→ **REQUIREMENT**:
Read through the material below and find each line that has the word "detect"; copy it.
——————
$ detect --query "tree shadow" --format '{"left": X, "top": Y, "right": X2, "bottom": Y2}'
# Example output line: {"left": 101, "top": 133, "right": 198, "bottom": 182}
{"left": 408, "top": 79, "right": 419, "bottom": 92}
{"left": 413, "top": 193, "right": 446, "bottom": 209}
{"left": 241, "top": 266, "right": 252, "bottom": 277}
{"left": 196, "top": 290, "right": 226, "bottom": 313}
——————
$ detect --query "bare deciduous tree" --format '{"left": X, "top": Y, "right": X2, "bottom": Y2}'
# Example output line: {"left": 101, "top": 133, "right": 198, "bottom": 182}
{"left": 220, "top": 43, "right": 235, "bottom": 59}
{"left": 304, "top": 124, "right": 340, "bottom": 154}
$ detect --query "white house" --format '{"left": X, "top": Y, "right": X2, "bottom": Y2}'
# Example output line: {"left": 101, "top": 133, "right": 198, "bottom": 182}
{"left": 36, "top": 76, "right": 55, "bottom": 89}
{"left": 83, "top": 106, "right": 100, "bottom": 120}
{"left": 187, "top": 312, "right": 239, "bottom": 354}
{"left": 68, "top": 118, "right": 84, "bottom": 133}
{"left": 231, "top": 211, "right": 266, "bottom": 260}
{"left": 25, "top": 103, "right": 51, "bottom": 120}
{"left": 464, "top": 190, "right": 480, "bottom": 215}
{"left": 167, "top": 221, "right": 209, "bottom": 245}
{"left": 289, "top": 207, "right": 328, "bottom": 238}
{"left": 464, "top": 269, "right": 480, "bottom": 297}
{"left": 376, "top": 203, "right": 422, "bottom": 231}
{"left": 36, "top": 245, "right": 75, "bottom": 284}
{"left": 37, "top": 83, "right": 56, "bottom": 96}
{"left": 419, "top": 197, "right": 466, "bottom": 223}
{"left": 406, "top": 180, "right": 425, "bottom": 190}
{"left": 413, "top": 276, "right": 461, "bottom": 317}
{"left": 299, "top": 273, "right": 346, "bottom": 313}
——————
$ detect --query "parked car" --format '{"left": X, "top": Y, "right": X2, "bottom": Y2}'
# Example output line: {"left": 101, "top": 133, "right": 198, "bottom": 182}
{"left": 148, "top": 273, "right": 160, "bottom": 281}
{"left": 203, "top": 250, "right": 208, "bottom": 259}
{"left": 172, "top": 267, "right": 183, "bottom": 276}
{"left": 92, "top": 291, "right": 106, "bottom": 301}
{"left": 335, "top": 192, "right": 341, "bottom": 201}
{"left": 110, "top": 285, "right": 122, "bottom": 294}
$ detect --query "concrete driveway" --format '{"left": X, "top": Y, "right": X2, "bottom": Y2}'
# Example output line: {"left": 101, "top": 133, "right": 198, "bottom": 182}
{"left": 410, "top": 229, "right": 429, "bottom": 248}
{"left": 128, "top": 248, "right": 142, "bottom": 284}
——————
→ **SOLUTION FOR THIS PROBLEM**:
$ detect --query "tree shadow" --format '{"left": X, "top": Y, "right": X2, "bottom": Y2}'
$ detect --query "bare deciduous tree" --format '{"left": X, "top": Y, "right": X2, "bottom": Y2}'
$ detect --query "white house" --format '{"left": X, "top": Y, "right": X2, "bottom": Y2}'
$ detect --query "parked car" --format '{"left": X, "top": Y, "right": X2, "bottom": Y2}'
$ detect --query "concrete driveway" --format '{"left": X, "top": Y, "right": X2, "bottom": Y2}'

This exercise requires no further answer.